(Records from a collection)
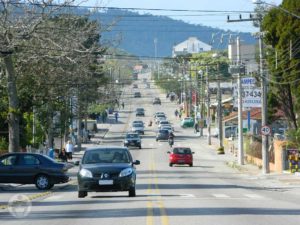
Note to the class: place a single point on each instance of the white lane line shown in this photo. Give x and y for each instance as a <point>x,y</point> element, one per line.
<point>220,196</point>
<point>254,196</point>
<point>187,195</point>
<point>54,197</point>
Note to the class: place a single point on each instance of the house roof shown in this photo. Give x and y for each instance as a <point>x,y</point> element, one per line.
<point>190,41</point>
<point>255,114</point>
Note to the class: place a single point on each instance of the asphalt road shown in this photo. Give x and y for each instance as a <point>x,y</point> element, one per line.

**To do**.
Please set down the lines above word for word and leave out the pictures.

**Expected output**.
Note to the class: place a single point on each instance of the white lane line shown in this photo. Give x and y for each instance as a <point>x,y</point> element, one per line.
<point>220,196</point>
<point>254,196</point>
<point>187,195</point>
<point>54,197</point>
Note to the class: place a single point on each instance of the house roof shown in this photo. Give x and y for each instance as a <point>x,y</point> element, one per line.
<point>190,41</point>
<point>255,114</point>
Note to the class: place a single point on each instance of the asphalt road shown in this photo. Give x and y for each instance as a <point>x,y</point> element, one per line.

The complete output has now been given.